* **INSTRUCTIONS FOR THE TASK**
Extract the full set of records that follows, word for word.

(Saved data entries)
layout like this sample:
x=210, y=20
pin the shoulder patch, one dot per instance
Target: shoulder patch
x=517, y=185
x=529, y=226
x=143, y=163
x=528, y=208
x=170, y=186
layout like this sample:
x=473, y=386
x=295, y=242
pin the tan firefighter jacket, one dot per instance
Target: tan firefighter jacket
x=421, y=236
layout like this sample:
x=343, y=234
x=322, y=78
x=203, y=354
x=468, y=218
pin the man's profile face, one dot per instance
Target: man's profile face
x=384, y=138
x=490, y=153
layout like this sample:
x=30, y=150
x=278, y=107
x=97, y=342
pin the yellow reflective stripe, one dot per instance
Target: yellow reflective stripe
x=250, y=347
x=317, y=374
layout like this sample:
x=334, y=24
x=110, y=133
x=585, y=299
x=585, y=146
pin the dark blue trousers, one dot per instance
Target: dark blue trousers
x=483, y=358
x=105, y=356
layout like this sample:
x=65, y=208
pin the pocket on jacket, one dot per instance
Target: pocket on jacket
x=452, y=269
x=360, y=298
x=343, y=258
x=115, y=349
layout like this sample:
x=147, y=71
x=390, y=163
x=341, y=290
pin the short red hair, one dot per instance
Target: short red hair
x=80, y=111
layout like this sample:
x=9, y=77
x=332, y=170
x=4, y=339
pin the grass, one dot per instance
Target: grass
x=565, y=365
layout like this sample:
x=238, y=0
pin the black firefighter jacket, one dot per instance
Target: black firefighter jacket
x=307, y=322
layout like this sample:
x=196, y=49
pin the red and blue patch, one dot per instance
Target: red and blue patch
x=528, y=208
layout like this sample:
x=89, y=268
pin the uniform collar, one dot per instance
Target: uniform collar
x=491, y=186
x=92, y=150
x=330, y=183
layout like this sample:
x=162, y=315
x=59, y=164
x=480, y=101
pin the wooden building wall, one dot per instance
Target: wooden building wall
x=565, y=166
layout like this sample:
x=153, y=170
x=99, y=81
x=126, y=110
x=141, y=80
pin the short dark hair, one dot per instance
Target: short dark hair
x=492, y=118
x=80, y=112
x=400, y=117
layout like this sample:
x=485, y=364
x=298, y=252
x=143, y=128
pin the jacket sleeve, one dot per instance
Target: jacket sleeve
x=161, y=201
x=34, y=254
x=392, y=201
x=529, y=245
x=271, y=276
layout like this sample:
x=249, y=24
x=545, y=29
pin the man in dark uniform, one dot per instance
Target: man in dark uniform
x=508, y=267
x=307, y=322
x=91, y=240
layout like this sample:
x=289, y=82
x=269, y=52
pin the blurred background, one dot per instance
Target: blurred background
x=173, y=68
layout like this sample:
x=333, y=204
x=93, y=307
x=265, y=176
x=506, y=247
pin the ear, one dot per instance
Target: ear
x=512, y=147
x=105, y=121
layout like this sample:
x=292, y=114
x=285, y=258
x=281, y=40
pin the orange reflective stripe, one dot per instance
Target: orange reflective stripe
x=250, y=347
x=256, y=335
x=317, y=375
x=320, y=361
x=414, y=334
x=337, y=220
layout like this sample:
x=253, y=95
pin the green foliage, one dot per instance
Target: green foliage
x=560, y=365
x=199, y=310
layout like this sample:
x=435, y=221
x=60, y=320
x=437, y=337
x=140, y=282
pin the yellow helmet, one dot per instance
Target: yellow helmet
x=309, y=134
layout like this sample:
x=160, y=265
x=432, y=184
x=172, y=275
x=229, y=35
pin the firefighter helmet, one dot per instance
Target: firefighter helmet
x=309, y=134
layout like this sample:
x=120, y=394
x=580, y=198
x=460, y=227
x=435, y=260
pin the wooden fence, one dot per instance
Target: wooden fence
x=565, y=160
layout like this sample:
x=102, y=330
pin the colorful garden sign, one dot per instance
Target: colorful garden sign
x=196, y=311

* **WRITTEN REPLY**
layout like this sample:
x=210, y=20
pin the shoulder patch, one dot per instance
Target: shoulder patch
x=517, y=185
x=529, y=226
x=143, y=163
x=528, y=208
x=170, y=186
layout like this sample:
x=473, y=386
x=295, y=242
pin the tan firefighter jacket, one dot per instance
Target: tan firefighter jacket
x=421, y=236
layout like this sample:
x=343, y=234
x=322, y=78
x=203, y=354
x=468, y=218
pin the man's profile face, one dot per instance
Target: man's profile face
x=384, y=138
x=490, y=153
layout like this sample:
x=30, y=150
x=278, y=107
x=97, y=342
pin the yellow reflective stripe, one dot per instance
Target: yellow reflective stripe
x=250, y=347
x=317, y=374
layout like this sample:
x=334, y=24
x=110, y=133
x=585, y=299
x=585, y=146
pin the dark blue trousers, one dot per instance
Target: dark blue trousers
x=483, y=358
x=105, y=356
layout like this sample:
x=65, y=208
pin the pocket on jacket, one dot per instance
Target: pocket on jacket
x=452, y=269
x=360, y=298
x=343, y=258
x=115, y=349
layout like this sample:
x=147, y=71
x=390, y=163
x=341, y=290
pin the short red hair, one dot per instance
Target: short red hair
x=80, y=111
layout like this sample:
x=9, y=77
x=332, y=170
x=4, y=339
pin the grass, one dot per instance
Target: grass
x=565, y=365
layout like this sample:
x=238, y=0
pin the black firefighter jacket, one dot per instance
Target: black firefighter jacket
x=307, y=322
layout like this sample:
x=196, y=49
pin the red and blue patch, one dot per instance
Target: red and blue patch
x=528, y=208
layout like this sample:
x=89, y=268
pin the uniform collar, one dot per instance
Target: uniform collar
x=491, y=186
x=92, y=150
x=330, y=183
layout like this sample:
x=162, y=315
x=59, y=164
x=480, y=101
pin the wooden building wall, one dot per instance
Target: wooden building wall
x=565, y=166
layout like this sample:
x=153, y=170
x=99, y=81
x=126, y=110
x=141, y=80
pin the short dark hair, one dot per instance
Target: short dark hair
x=492, y=118
x=80, y=112
x=400, y=117
layout like this sample:
x=485, y=364
x=298, y=252
x=143, y=128
pin the jacket sleeve, one dot per instance
Target: jacket sleeve
x=161, y=201
x=34, y=254
x=392, y=201
x=529, y=245
x=271, y=276
layout like this sample:
x=249, y=24
x=545, y=29
pin the man in dark uniform, one dot per instance
Target: man in dark uniform
x=508, y=267
x=307, y=322
x=91, y=240
layout like this sample:
x=289, y=82
x=269, y=52
pin the blurred background, one dot per instance
Target: blurred background
x=173, y=68
layout like this sample:
x=333, y=204
x=93, y=307
x=265, y=176
x=506, y=247
pin the ear, one dot per instance
Target: ear
x=512, y=147
x=105, y=121
layout like this sample:
x=292, y=114
x=285, y=258
x=281, y=40
pin the orange reflective stripe, one dot per instance
Target: orange reflective stripe
x=250, y=347
x=256, y=335
x=317, y=375
x=320, y=361
x=414, y=334
x=337, y=220
layout like this sample:
x=253, y=95
pin the green foliage, one dot per instance
Target: green foliage
x=560, y=365
x=199, y=310
layout like this sample:
x=435, y=221
x=60, y=320
x=437, y=337
x=140, y=282
pin the yellow helmet, one dot per instance
Target: yellow helmet
x=309, y=134
layout like this sample:
x=160, y=265
x=432, y=184
x=172, y=275
x=229, y=35
pin the firefighter helmet, one dot per instance
Target: firefighter helmet
x=309, y=134
layout like this sample:
x=120, y=394
x=580, y=198
x=460, y=227
x=435, y=260
pin the wooden fence, one dot per instance
Target: wooden fence
x=565, y=160
layout like this sample:
x=102, y=330
pin the colorful garden sign, one dot per instance
Target: colorful garden sign
x=196, y=311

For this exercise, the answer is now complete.